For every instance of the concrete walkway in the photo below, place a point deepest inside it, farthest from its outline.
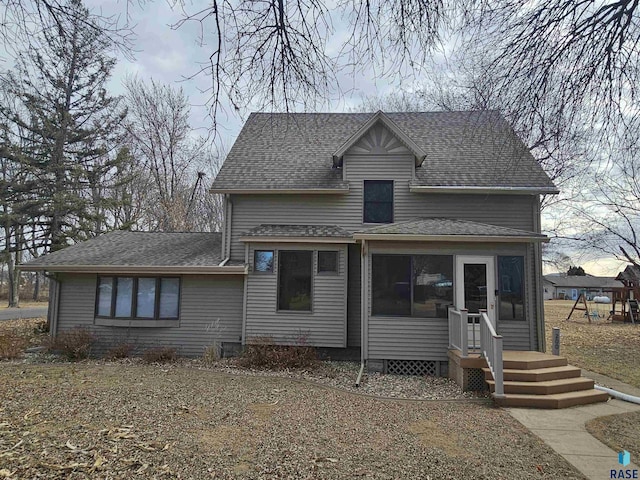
(564, 430)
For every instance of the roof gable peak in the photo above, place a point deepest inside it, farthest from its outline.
(383, 119)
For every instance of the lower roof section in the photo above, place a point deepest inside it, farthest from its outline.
(267, 233)
(447, 230)
(141, 253)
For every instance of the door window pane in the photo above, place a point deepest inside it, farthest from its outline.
(378, 201)
(294, 280)
(391, 285)
(327, 262)
(169, 297)
(124, 295)
(511, 279)
(104, 296)
(475, 287)
(432, 285)
(263, 260)
(146, 298)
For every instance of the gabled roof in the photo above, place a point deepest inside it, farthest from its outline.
(583, 281)
(384, 119)
(447, 229)
(297, 233)
(122, 251)
(630, 274)
(293, 153)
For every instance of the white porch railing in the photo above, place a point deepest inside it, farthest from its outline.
(462, 334)
(491, 348)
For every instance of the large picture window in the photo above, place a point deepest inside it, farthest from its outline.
(295, 269)
(378, 201)
(412, 285)
(511, 280)
(138, 297)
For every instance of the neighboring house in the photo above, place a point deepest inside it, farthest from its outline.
(341, 231)
(570, 287)
(630, 276)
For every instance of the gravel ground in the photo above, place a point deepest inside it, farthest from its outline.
(343, 375)
(100, 420)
□ □ □
Set down, word for word, every line of the listing from the one containing "For every instance of the door" through the last line of the listing, including both.

▶ **THE RESPONSE**:
For every instance of the door window pane in the photo above, place a point deepest inside it, farthest from its outline.
(378, 201)
(294, 280)
(391, 285)
(327, 262)
(169, 297)
(124, 295)
(511, 279)
(104, 296)
(475, 287)
(432, 285)
(263, 260)
(146, 298)
For every instance of the gabled roof in the photo above, place a point deepest inside it, farthest from its outline.
(583, 281)
(384, 119)
(447, 229)
(297, 233)
(122, 251)
(630, 274)
(293, 153)
For every instance of the white porch railing in the photo above, place a point deepest inside it, farthest from its outline.
(462, 334)
(491, 348)
For every instance of the large picture window in the photo above, place a point deepest inside it, farthest from its outline.
(295, 269)
(378, 201)
(412, 285)
(511, 280)
(138, 297)
For every instance of the neighboring house in the photo above, place a point deepest inside it, farthest from its outline.
(341, 231)
(570, 287)
(630, 276)
For every instance of the gravel ground in the photo above, place a point deepest inside it, farthest from its outline.
(343, 375)
(100, 420)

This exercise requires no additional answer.